> [SET EXERCISE] Rewrite all of the following records, changing "put one pin" to "place one marker" wherever it occurs and leaving everything else as it stands.

> [DATA LINES]

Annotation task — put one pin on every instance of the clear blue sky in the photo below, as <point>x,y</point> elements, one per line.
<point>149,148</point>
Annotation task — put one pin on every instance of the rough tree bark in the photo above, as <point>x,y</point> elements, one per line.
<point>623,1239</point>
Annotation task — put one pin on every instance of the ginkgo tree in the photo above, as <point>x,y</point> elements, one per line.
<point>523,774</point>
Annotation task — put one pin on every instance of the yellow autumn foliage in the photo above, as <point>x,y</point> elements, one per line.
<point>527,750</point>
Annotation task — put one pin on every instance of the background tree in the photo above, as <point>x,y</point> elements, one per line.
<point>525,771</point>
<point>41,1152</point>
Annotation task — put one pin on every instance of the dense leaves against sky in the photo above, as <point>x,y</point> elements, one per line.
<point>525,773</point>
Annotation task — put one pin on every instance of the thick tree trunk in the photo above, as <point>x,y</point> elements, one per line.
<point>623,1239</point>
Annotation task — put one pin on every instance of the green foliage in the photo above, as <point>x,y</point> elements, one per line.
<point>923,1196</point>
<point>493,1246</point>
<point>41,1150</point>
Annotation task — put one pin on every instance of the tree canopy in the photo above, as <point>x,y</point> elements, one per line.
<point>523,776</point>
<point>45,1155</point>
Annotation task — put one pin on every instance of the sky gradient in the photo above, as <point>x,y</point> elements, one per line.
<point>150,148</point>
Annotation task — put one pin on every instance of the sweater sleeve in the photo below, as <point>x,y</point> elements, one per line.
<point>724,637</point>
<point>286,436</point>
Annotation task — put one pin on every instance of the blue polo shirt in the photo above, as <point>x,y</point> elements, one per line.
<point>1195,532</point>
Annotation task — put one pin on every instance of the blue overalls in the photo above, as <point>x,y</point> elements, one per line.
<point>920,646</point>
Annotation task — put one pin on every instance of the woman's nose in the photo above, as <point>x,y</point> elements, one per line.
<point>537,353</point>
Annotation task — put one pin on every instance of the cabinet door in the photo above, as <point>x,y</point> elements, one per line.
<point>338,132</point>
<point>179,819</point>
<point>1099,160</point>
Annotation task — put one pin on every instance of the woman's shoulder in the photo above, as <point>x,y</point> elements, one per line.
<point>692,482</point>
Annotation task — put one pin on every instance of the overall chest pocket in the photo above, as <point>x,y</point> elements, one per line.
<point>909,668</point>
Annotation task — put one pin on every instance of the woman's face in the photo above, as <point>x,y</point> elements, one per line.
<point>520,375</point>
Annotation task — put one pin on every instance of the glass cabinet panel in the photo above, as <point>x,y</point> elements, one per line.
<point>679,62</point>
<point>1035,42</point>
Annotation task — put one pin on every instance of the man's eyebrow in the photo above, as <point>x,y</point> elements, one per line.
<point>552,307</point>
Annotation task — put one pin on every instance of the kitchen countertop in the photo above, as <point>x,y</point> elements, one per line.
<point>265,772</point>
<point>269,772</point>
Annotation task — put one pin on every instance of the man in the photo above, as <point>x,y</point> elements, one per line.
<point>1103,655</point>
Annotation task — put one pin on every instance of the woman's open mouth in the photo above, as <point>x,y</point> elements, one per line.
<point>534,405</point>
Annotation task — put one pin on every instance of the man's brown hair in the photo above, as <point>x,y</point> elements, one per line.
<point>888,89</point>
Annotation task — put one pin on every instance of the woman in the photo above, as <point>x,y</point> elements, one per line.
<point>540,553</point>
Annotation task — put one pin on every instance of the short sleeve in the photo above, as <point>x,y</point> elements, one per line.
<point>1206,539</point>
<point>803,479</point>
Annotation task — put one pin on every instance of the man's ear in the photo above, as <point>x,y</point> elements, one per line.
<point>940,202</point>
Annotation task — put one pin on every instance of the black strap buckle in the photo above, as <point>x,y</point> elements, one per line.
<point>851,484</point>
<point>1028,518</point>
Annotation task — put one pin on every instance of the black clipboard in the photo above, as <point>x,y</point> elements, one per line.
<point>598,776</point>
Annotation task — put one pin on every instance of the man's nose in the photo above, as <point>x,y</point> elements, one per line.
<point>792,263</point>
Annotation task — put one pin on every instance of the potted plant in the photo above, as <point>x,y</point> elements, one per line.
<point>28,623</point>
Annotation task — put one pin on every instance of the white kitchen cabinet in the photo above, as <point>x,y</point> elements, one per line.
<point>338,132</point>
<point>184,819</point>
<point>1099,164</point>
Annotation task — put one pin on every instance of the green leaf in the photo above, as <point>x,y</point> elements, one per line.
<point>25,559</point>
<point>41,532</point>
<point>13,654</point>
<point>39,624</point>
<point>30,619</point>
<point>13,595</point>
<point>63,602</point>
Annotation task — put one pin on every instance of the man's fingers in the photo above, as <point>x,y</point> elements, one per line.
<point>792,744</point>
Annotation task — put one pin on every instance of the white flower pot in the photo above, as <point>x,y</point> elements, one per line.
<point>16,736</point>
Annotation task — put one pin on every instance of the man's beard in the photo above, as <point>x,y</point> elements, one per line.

> [REPLY]
Annotation task — place one marker on every instance of the clear blue sky in the photo below, as <point>x,y</point> elements, one per line.
<point>149,148</point>
Annotation task — place one marker on every instance of the rough tree bark in the photo above, as <point>x,y</point> elements, one per line.
<point>623,1239</point>
Annotation task — place one marker on every instance of the ginkgo tree in the photo above, as <point>x,y</point> elements, one per line.
<point>523,774</point>
Annotation task — place one marker on every instance of the yellow autumn foliage in the photo above, as <point>x,y</point> elements, one per line.
<point>527,750</point>
Annotation task — place one marker on every instance of the background tree in the photo above, as <point>x,y</point> elements, one per line.
<point>525,771</point>
<point>41,1152</point>
Annotation task — place one marker on every instance of the dense leaves against sky in the photo above, as <point>x,y</point> elements, one per line.
<point>525,773</point>
Annotation task — place one marker on every instance of the thick tree trunk in the photo above, as <point>x,y</point> elements, one per line.
<point>623,1239</point>
Annotation task — place one marker on every instance of the green foliage in the photo above, as <point>x,y</point> elements, one per line.
<point>923,1196</point>
<point>493,1246</point>
<point>41,1150</point>
Annotation task — place one marker on every instance of the tree canopy in the photo above, as <point>x,y</point> elements, one per line.
<point>523,776</point>
<point>45,1155</point>
Annotation task — place one marker on every instance of the sky gradient in the photo above, as <point>x,y</point> elements, one per line.
<point>150,148</point>
Annotation task — place one marker on every instance of the sweater sleeve in the photo below, as <point>x,y</point> elements, one per line.
<point>724,637</point>
<point>286,436</point>
Annotation task — place one marker on every instance of the blue polo shirt in the photo above, as <point>x,y</point> elements, one per line.
<point>1195,532</point>
Annotation task — place one marker on every instance of the blue overalls in the photo above, as <point>x,y</point> elements, one per line.
<point>920,646</point>
Annotation task — place one marker on every instance of the woman's nose in the photo above, as <point>x,y</point> elements, one per line.
<point>537,353</point>
Annotation task — place one marker on every instance of the cabinet door in the photo above, as <point>x,y</point> elements, one per line.
<point>338,132</point>
<point>179,819</point>
<point>1099,160</point>
Annotation task — place one marker on every instance of the woman's shoulder in the photo above, as <point>x,y</point> elements, one per line.
<point>692,482</point>
Annotation task — place one marker on every instance of the overall chest pocket in the photo above, as <point>x,y</point> elements, one per line.
<point>909,668</point>
Annotation task — place one marker on every instance of the woman's face in the photo above, as <point>x,y</point> elements, one per line.
<point>520,375</point>
Annotation task — place one marker on every instance of the glass cabinet panel in the photo above, as <point>x,y</point> elements, one per line.
<point>679,62</point>
<point>1035,42</point>
Annotation task — place one marker on every instance of the man's eyebrow in the photo above, as <point>x,y</point> elements, one per line.
<point>552,307</point>
Annotation task — place one marker on every instance of the kitchen countertop in the photo above, as <point>x,y</point> elements, one per line.
<point>265,772</point>
<point>269,772</point>
Annotation task — place one marker on every instance of the man in the photo above, as <point>x,y</point> elements, one per line.
<point>1103,655</point>
Annotation task — place one marker on every instance of the woman's open mouth in the photo above, as <point>x,y</point> elements, one per line.
<point>534,405</point>
Annotation task — place one marker on every instance of the man's brown hair in the photo above, as <point>x,y</point> elements, one per line.
<point>888,89</point>
Annotation task — place one marker on every instance of the woman in the photo above, as <point>x,y</point> elements, one per line.
<point>540,553</point>
Annotation task — place one marker on every instance of the short sleeve in the photo above, as <point>x,y</point> elements, one per line.
<point>1206,539</point>
<point>803,479</point>
Annotation task — place one marker on every instance of the man's ear in the photo above, as <point>x,y</point> elements, one per line.
<point>940,202</point>
Annotation task — place one marker on every instance of the black strap buckle in the photo above, as <point>x,y</point> elements, one per line.
<point>851,484</point>
<point>1028,518</point>
Annotation task — place one marker on every instance of the black clipboard in the photo above, as <point>x,y</point> elements, one per line.
<point>598,776</point>
Annotation task — place one marker on every instance of the man's nose in the photo above, as <point>x,y</point> elements, one per line.
<point>792,263</point>
Annotation task — place one marker on every instance of the potted plant in the photo above, as <point>x,y</point> elements, one per line.
<point>28,623</point>
Annotation task — place one marker on every instance of the white kitchen cabinet in the photo above, as <point>x,y</point> elements, one per line.
<point>338,132</point>
<point>184,819</point>
<point>1099,164</point>
Annotation task — place one marker on every instance of the green leaf in the photo above, as <point>x,y</point> elements, one per line.
<point>25,559</point>
<point>41,532</point>
<point>13,654</point>
<point>39,624</point>
<point>30,619</point>
<point>13,595</point>
<point>63,602</point>
Annotation task — place one marker on every instance of the man's fingers in the photo above, as <point>x,y</point> elements, one per line.
<point>792,744</point>
Annotation task — place one marker on every instance of the white flower pot in the photo above, as <point>x,y</point> elements, one per line.
<point>16,736</point>
Annotation task — place one marker on every instance of the man's beard in the photo above, as <point>x,y</point> elements, one per line.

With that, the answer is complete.